**Dataset excerpts**.
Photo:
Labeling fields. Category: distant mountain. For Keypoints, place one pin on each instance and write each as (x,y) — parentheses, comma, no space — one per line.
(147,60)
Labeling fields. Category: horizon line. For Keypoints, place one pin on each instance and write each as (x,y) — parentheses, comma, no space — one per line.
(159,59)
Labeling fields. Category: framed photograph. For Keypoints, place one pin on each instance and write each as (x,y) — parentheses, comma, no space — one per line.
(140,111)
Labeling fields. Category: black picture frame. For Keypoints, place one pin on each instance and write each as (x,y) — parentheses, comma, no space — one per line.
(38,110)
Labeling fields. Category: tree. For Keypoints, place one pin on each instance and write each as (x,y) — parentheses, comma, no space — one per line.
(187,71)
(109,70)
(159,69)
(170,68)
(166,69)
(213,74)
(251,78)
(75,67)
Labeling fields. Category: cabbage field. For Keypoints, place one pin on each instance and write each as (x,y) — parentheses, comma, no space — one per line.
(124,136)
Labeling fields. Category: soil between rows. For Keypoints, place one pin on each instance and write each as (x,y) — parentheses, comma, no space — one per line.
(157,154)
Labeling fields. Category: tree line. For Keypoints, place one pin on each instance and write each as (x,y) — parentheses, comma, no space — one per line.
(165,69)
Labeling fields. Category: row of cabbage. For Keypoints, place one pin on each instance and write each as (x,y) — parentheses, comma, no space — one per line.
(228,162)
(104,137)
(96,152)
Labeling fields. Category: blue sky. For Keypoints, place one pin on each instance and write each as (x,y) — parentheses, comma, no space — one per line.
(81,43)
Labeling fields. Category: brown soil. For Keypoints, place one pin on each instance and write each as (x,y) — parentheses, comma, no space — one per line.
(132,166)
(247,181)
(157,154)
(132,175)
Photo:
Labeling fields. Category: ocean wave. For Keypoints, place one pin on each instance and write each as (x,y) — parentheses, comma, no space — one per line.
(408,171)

==

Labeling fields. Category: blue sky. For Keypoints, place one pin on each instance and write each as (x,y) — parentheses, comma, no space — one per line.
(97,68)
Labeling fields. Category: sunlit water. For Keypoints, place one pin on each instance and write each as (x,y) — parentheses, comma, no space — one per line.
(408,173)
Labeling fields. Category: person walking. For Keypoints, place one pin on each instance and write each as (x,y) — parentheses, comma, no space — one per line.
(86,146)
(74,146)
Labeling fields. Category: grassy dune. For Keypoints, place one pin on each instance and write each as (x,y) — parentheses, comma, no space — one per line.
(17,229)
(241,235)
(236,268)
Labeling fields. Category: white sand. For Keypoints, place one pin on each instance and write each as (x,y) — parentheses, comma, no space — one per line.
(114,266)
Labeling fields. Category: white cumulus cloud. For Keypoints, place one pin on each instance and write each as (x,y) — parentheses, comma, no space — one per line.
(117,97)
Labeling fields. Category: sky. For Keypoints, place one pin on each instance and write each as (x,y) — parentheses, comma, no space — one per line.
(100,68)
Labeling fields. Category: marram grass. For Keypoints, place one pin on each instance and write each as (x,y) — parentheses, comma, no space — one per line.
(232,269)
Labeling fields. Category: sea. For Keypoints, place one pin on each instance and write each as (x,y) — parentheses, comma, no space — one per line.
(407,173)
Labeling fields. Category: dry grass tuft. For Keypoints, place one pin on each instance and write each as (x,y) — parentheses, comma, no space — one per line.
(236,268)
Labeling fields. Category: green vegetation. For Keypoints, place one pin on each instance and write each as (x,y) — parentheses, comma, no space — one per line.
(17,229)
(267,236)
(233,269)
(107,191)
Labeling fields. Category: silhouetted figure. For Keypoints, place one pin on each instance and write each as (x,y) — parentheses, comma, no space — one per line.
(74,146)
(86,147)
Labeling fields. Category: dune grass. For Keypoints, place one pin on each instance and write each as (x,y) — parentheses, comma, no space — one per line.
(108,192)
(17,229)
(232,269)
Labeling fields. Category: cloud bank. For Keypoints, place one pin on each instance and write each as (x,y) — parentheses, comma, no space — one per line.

* * *

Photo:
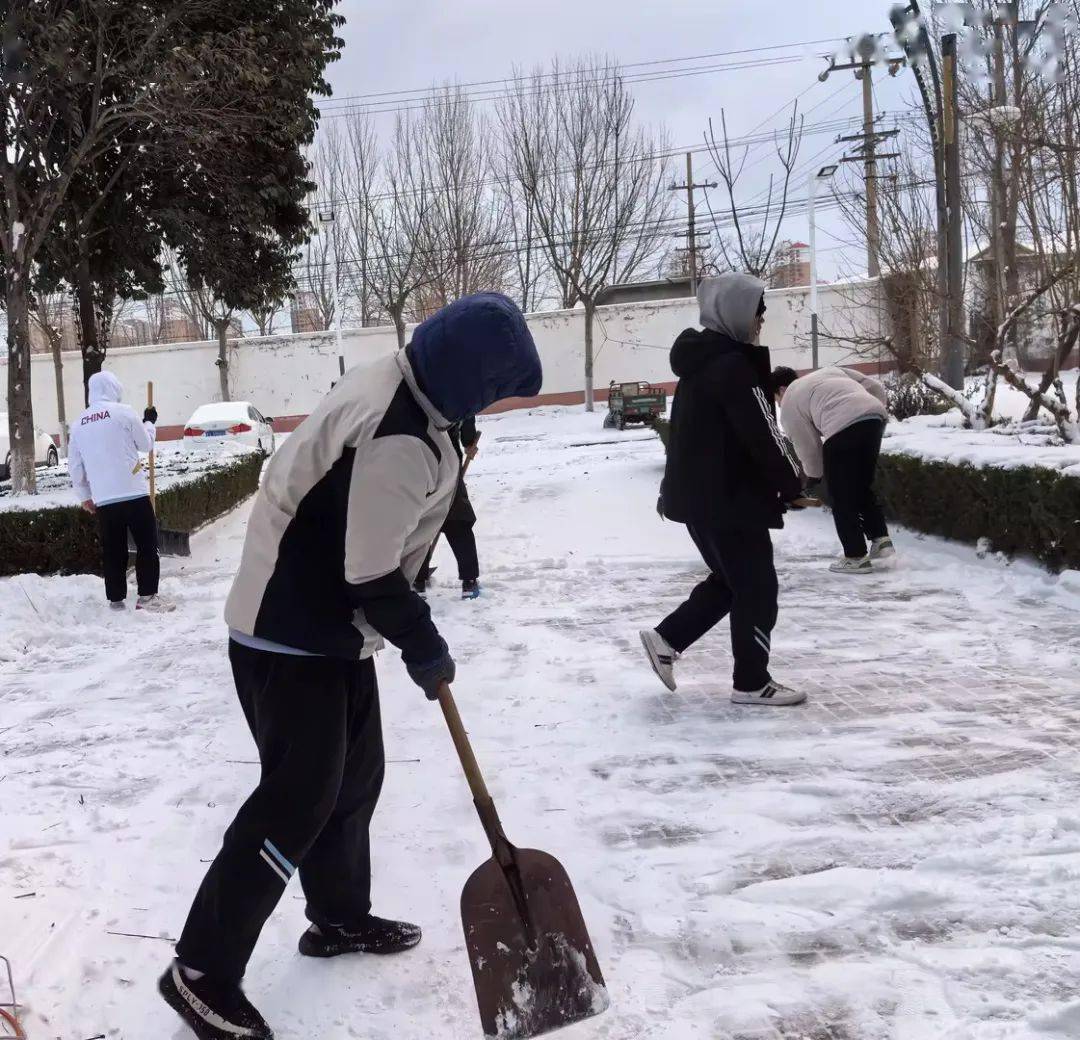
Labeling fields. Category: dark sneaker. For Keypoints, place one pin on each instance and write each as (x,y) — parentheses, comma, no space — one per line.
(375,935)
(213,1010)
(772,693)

**Problem**.
Find every line in the records that contains the string "tree" and copy each of those lines in full. Case counts when matching.

**Result**.
Labeling fields. Category: tree. For Keypoints, place one pin on each instance and write each as (x,y) — parentheses, comma, no space — one per line.
Labeling fields. Category: tree line. For Keypoints, place one pin on each instance and write each as (x,y) — parentheses, comma, no space — one per line.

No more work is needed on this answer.